TASKS
- A) In the Awakening review, what does Origins get wide praise for?
- B) Write the next few sentences of the Awakening review, picking up after its last line.
====== PAGE TEXT
Dragon Age: Origins – Awakening – Staff Review

What often separates a good adventure from a classic one is whether it leaves you immediately wanting more. So it is with last year’s Dragon Age: Origins, a game sometimes hampered by technical and balance problems but broadly acclaimed for its storytelling and depth of character. The first proper expansion for the game, Awakening is at once familiar territory and new ground, taking established lore and mechanics from Origins and making smart additions to both. Small but recurring issues keep Awakening from ever quite stepping out of Origins‘ shadow, but it takes a lot less time to do much of what Origins did right.
============
====== DATA EXTRACT
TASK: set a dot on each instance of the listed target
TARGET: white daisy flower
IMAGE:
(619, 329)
============
====== DATA EXTRACT
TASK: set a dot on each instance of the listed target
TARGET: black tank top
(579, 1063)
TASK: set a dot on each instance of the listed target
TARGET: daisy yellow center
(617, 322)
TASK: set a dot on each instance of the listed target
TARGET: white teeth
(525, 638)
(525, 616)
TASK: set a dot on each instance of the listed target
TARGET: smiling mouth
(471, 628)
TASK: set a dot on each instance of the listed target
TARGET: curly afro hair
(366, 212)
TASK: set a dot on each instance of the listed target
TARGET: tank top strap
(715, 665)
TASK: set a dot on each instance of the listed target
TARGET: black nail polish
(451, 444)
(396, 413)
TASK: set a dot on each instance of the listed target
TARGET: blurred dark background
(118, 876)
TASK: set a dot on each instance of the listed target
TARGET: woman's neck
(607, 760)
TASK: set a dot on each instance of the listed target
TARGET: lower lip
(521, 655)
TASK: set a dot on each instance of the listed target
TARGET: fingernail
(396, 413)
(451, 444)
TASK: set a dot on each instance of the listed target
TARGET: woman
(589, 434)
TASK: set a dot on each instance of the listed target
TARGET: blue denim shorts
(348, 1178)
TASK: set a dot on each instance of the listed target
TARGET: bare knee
============
====== DATA EXTRACT
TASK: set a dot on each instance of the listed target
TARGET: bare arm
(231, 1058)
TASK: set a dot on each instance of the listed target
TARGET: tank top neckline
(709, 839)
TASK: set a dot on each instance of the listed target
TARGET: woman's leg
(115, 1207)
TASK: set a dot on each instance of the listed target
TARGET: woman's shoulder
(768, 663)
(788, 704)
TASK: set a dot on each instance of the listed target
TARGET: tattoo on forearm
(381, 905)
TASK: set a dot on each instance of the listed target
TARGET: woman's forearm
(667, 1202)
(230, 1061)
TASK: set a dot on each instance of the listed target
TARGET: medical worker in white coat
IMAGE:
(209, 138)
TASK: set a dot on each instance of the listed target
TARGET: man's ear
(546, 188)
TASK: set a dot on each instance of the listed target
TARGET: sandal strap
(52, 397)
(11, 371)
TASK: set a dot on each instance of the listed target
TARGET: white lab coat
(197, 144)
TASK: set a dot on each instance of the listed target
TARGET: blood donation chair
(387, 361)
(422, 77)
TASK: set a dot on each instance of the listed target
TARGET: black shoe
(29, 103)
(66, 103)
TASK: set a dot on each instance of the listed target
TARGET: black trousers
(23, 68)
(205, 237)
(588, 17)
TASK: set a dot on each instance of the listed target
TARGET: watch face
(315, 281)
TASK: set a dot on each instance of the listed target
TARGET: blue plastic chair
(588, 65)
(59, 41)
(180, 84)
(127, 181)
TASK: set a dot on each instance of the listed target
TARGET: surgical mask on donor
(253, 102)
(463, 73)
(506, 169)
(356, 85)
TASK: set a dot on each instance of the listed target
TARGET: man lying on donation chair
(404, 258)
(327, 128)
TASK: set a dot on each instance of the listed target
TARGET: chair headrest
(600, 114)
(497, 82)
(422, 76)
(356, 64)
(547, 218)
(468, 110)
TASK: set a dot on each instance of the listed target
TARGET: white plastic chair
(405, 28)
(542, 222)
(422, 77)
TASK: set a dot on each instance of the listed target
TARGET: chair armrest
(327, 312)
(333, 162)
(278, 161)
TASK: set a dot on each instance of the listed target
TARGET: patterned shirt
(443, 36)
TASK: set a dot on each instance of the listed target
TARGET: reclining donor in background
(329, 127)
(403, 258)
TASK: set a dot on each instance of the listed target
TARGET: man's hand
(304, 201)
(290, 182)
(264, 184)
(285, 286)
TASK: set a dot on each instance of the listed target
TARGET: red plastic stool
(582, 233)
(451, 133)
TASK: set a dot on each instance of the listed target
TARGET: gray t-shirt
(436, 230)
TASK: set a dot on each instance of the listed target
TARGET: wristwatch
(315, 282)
============
OUTPUTS IN ORDER
- A) Its storytelling and depth of character.

- B)
In the normal run of things, the death of an Archdemon triggers the end of a Blight, and so it seemed with Origins; the massive dragon went down and its darkspawn horde fled Ferelden and scattered. Instead of retreating underground, however, they somehow organized into small factions in the neighboring country of Amaranthine. More worrying are rumors that some now show signs of intelligence, and the point is driven home with a surprise attack on the new Grey Warden fortress at Vigil’s Keep. As the resident Grey Warden who just happens to stroll in during the attack, it’s on you to rally the defenders, investigate this resurgence of darkspawn, and work with the nobility of Amaranthine to secure the region. As you might expect coming from Origins, things don’t quite stay that simple for long, and suffice it to say the darkspawn threat is not as straightforward as it may first appear.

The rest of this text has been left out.